>>>

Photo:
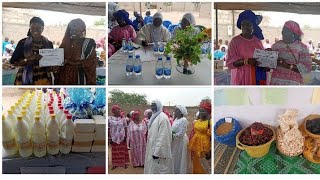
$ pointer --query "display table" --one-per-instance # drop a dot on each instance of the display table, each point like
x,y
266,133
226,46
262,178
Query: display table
x,y
267,114
117,74
72,163
275,163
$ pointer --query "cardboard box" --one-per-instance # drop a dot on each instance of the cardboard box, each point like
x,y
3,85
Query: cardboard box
x,y
83,137
100,136
84,125
100,125
81,146
98,149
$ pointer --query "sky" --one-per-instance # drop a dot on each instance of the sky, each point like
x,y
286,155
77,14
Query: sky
x,y
172,96
56,18
302,19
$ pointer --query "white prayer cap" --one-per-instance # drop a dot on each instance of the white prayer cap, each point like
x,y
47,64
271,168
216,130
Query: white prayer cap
x,y
190,18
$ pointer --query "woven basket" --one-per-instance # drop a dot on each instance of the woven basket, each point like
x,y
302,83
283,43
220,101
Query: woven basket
x,y
229,138
256,151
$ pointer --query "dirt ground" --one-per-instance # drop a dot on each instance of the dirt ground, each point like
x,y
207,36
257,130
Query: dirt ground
x,y
175,17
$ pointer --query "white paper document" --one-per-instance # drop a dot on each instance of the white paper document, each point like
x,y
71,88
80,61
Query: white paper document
x,y
266,58
51,57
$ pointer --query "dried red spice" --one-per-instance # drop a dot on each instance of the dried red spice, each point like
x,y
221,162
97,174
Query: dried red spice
x,y
255,135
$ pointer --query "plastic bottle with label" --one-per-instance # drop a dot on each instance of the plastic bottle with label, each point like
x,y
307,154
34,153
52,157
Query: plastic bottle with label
x,y
66,135
53,136
8,140
39,137
23,137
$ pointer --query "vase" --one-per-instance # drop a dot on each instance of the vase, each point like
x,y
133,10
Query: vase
x,y
185,67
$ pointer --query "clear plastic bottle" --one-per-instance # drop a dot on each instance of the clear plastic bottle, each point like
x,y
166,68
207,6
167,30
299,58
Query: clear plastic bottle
x,y
159,68
11,117
8,137
124,45
130,46
137,66
39,137
66,135
23,137
129,65
53,136
167,68
161,48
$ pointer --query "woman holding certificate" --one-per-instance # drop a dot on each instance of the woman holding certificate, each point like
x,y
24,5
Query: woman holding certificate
x,y
294,58
26,56
239,59
80,56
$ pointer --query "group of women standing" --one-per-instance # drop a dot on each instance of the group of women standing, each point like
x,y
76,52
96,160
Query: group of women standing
x,y
79,66
148,34
294,59
186,152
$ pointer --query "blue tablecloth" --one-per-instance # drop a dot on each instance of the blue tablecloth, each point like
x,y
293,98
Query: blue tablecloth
x,y
74,163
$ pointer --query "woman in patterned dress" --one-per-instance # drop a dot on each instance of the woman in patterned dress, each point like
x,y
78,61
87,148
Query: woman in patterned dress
x,y
26,56
179,147
80,56
200,142
137,130
118,130
294,58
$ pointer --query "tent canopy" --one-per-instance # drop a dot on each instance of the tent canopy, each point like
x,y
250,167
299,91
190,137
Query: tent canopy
x,y
87,8
291,7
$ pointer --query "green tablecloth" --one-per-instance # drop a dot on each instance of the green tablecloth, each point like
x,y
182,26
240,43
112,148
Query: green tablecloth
x,y
275,163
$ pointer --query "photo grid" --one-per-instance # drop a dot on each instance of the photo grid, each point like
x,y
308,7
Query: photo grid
x,y
206,87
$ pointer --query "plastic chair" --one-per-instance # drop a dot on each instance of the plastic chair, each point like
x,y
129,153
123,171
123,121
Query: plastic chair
x,y
166,24
200,28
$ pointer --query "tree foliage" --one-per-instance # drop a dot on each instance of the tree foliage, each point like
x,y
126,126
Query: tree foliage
x,y
120,97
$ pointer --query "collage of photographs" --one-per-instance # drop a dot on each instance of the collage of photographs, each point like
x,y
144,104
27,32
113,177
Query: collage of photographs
x,y
204,87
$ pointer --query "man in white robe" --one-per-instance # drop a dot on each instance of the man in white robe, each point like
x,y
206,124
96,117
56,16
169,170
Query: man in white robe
x,y
155,32
158,158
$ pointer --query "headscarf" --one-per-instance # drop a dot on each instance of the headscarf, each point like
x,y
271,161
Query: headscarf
x,y
206,105
115,107
254,19
155,114
135,114
146,112
294,27
66,41
124,15
27,76
190,18
158,15
182,109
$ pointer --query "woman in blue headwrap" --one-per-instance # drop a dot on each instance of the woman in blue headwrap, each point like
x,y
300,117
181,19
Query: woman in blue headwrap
x,y
239,59
125,29
26,56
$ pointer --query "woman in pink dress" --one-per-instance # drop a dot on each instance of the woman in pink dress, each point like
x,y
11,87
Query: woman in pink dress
x,y
294,58
123,30
136,140
239,59
118,130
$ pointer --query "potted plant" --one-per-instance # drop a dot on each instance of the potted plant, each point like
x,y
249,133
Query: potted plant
x,y
186,48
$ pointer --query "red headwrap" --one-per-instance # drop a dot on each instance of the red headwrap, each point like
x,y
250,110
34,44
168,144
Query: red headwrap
x,y
135,114
206,105
114,108
294,27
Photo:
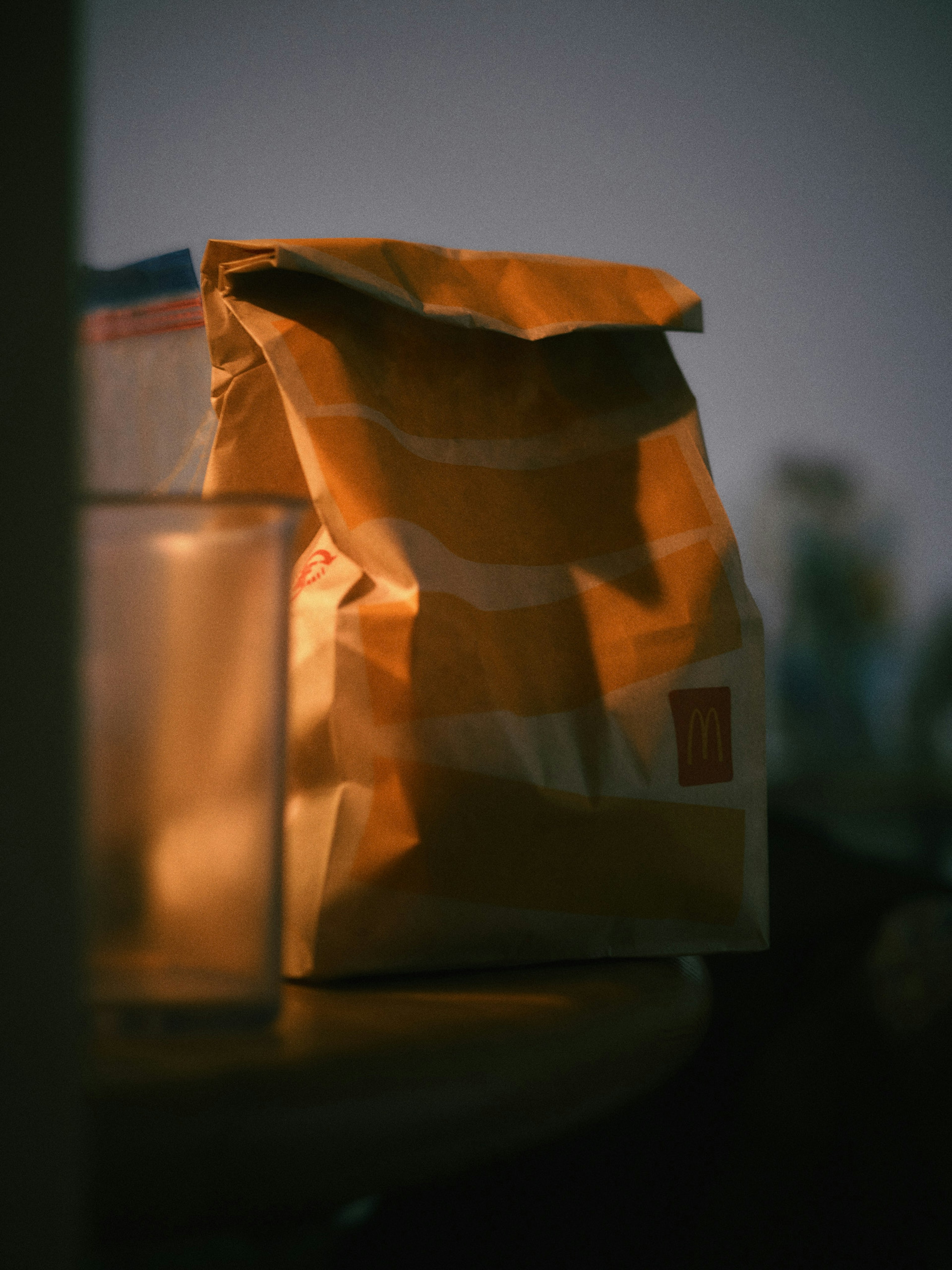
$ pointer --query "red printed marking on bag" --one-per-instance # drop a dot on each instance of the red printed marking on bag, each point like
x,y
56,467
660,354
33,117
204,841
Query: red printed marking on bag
x,y
317,566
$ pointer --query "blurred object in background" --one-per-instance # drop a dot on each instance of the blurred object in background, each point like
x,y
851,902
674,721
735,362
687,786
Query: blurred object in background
x,y
145,378
860,707
928,742
836,647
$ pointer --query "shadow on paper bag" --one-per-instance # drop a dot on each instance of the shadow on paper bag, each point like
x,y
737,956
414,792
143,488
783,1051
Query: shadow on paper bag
x,y
527,714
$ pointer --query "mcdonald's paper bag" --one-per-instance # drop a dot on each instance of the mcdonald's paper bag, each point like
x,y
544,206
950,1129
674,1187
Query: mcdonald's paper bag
x,y
526,681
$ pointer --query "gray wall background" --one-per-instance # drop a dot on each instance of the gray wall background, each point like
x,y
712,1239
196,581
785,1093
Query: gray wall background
x,y
790,162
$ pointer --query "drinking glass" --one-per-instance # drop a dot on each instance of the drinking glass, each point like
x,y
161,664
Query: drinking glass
x,y
183,675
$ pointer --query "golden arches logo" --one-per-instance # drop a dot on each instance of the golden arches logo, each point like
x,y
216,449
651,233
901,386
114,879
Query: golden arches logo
x,y
705,722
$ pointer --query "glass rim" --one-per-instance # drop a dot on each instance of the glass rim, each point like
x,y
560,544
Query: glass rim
x,y
93,498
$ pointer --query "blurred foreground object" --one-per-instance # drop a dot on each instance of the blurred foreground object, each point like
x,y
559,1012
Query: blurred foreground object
x,y
145,378
184,651
376,1085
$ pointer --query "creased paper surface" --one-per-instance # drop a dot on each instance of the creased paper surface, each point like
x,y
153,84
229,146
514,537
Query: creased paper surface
x,y
526,671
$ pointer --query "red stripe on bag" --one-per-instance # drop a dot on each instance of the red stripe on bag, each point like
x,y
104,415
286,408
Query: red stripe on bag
x,y
144,320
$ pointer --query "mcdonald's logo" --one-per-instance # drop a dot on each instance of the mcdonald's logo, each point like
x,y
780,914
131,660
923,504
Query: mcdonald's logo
x,y
702,726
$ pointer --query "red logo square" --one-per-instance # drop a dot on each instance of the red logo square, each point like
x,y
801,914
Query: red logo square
x,y
702,724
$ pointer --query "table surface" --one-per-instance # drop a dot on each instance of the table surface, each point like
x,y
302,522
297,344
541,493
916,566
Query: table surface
x,y
363,1088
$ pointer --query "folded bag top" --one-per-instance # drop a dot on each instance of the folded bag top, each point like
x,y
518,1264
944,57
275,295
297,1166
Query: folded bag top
x,y
526,677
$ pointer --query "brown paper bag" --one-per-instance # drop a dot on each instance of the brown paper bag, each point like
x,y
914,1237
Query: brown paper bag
x,y
527,713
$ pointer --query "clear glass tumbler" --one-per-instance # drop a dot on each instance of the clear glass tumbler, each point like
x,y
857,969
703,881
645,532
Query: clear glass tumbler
x,y
183,671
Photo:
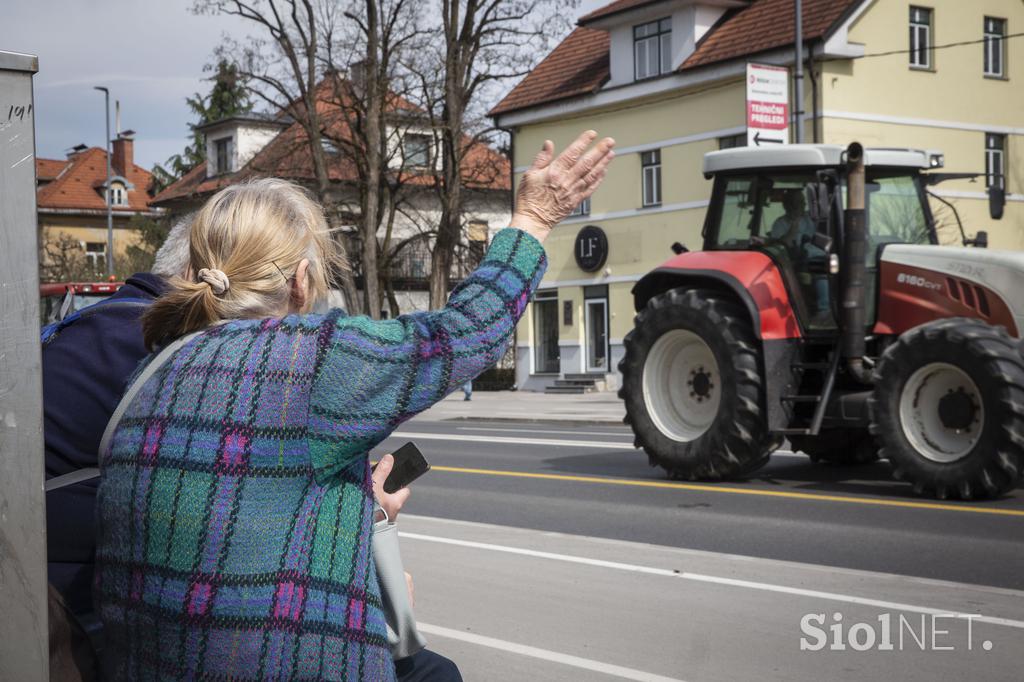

<<<

PROBLEM STATEMENT
Please copy out the part of the material that opens with the line containing "top, each point like" and closes at the end of the material, keeping every line and adding 23 to each coordinate in the answers. Leave the pictures out.

RESPONSE
$ pointer --query "folded bag top" --one-per-instance # drop a dot on each instance of the folded bag top, each point like
x,y
518,1264
944,57
275,295
297,1166
Query: folded bag top
x,y
549,700
$ pointer --query "brown paper bag" --one-per-instance # drop a dot on each instance of the brown paper bag, each point like
x,y
914,1237
Query: brown paper bag
x,y
550,736
$ pointer --query "clear glass tumbler" --one-per-instance # drop a dot on each instance of the clear glass tumbler, each point like
x,y
857,969
703,881
645,532
Query: clear glass tumbler
x,y
206,694
Photo:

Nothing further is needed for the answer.